↓↓↓

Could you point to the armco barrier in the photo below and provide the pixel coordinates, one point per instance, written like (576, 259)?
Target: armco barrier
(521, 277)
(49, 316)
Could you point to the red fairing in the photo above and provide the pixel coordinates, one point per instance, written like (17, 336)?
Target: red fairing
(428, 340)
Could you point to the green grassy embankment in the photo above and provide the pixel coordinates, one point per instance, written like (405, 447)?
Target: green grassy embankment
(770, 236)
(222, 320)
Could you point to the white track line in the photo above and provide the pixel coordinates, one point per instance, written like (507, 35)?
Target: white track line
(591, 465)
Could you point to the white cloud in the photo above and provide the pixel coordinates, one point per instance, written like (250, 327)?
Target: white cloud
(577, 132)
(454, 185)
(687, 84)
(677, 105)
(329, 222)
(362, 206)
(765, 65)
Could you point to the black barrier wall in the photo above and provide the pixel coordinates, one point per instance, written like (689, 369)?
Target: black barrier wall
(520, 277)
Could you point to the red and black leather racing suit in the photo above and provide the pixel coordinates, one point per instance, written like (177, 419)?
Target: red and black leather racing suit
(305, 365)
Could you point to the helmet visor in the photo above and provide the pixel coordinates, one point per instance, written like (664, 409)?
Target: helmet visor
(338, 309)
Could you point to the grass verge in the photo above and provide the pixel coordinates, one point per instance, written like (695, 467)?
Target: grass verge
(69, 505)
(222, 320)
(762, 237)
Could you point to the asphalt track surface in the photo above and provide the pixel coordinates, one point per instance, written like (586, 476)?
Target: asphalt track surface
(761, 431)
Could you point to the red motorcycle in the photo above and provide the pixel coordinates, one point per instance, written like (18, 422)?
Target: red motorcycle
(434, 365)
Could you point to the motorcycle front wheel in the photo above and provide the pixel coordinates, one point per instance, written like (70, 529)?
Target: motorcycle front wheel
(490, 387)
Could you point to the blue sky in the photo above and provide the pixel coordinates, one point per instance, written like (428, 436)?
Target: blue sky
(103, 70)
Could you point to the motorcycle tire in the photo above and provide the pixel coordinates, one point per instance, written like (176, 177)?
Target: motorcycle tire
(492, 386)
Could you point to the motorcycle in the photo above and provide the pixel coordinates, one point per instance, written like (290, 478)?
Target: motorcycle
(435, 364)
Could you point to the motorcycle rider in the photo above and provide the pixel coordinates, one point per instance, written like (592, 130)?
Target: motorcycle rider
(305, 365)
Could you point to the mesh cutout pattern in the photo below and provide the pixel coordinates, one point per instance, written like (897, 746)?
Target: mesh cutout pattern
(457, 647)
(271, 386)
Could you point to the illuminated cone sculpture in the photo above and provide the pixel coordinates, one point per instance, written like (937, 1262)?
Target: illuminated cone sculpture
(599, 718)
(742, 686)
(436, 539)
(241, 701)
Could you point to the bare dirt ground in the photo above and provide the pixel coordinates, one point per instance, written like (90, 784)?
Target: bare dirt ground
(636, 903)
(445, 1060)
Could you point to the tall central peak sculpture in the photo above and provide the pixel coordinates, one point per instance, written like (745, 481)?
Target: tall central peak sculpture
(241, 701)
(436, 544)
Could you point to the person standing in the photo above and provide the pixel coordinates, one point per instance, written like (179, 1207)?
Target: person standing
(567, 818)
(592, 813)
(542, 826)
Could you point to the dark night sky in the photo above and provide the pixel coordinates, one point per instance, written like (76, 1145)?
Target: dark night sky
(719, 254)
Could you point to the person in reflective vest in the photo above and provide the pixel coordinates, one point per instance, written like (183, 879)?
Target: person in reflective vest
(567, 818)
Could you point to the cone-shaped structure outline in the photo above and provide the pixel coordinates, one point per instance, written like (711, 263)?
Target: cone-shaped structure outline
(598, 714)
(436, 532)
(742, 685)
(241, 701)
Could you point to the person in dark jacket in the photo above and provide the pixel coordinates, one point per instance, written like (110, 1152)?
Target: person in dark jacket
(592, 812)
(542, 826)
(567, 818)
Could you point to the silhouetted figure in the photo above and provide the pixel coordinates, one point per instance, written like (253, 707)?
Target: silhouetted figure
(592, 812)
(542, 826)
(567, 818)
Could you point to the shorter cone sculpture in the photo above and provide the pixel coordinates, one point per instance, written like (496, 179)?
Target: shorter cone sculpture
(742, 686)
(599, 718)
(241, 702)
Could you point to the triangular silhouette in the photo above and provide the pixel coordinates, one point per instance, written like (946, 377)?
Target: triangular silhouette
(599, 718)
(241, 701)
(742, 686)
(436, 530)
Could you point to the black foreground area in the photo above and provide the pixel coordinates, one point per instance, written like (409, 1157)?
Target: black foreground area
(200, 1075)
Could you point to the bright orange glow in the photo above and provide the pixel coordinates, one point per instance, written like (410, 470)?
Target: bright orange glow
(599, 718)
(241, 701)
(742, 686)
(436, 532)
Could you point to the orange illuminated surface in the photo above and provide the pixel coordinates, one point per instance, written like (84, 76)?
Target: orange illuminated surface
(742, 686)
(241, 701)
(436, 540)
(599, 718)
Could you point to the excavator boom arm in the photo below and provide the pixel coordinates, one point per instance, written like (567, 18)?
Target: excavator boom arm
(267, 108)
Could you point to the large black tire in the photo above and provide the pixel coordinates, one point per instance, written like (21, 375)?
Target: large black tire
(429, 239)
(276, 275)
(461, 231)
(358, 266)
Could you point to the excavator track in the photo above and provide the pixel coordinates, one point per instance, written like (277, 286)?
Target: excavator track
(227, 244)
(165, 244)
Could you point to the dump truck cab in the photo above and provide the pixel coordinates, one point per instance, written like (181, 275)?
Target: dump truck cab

↑↑↑

In how many lines of the data above does the word "truck" occur? Only the number is wanted.

2